=== Quoted passage ===

CMS encourages states to submit applications that seek to further its strategic goals:
• To make rural America healthy again by promoting prevention and addressing root causes of chronic conditions and diseases.
• Sustain access to care for the long-term.
• Develop and maintain an adequate healthcare workforce.
• Implement innovative care models.
According to CMS, states must use funds for three or more of the approved initiatives / programs:
• Promoting evidence-based, measurable interventions to improve prevention and chronic disease management.
• Providing payments to health care providers for the provision of health care items or services, as specified by the administrator.
• Promoting consumer-facing, technology-driven solutions for the prevention and management of chronic diseases.
• Providing training and technical assistance for the development and adoption of technology-enabled solutions that improve care delivery in rural hospitals, including remote monitoring, robotics, artificial intelligence, and other advanced technologies.
• Recruiting and retaining clinical workforce talent to rural areas, with commitments to serve rural communities for a minimum of five years.
• Providing technical assistance, software, and hardware for significant information technology advances designed to improve efficiency, enhance cybersecurity capability development, and improve patient health outcomes.

=== Supplied records ===

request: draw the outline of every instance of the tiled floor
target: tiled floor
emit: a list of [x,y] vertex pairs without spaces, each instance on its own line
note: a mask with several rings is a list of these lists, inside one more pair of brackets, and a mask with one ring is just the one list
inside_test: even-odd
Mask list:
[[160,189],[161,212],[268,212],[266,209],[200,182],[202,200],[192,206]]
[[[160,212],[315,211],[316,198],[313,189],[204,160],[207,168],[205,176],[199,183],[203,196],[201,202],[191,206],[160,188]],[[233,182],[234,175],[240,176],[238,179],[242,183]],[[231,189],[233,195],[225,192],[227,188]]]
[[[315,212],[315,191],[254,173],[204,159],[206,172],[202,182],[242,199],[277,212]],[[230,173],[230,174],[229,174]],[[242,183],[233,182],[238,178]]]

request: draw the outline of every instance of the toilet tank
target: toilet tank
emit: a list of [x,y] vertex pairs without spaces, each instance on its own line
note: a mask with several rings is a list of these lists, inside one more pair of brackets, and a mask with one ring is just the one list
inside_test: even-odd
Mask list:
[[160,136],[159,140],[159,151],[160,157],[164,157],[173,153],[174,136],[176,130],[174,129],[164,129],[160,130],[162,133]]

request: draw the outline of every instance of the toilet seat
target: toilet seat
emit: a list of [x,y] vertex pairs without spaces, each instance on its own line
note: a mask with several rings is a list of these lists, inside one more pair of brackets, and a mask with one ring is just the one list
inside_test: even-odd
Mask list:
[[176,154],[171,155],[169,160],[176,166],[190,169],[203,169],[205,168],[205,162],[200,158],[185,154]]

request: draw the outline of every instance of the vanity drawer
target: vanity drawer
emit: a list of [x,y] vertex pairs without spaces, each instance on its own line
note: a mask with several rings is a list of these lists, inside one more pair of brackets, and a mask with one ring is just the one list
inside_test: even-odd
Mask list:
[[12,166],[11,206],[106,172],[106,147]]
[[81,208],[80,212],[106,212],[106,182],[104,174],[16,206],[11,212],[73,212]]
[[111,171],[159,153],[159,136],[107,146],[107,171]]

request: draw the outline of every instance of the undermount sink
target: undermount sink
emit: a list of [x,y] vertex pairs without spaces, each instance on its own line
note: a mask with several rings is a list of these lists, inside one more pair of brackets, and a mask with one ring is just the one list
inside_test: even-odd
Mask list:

===

* [Problem details]
In the passage on CMS rural health funding priorities, restate the text from "According to CMS, states" up to and including "of five years.", swapping "administrator" for "secretary".

* [Solved problem]
According to CMS, states must use funds for three or more of the approved initiatives / programs:
• Promoting evidence-based, measurable interventions to improve prevention and chronic disease management.
• Providing payments to health care providers for the provision of health care items or services, as specified by the secretary.
• Promoting consumer-facing, technology-driven solutions for the prevention and management of chronic diseases.
• Providing training and technical assistance for the development and adoption of technology-enabled solutions that improve care delivery in rural hospitals, including remote monitoring, robotics, artificial intelligence, and other advanced technologies.
• Recruiting and retaining clinical workforce talent to rural areas, with commitments to serve rural communities for a minimum of five years.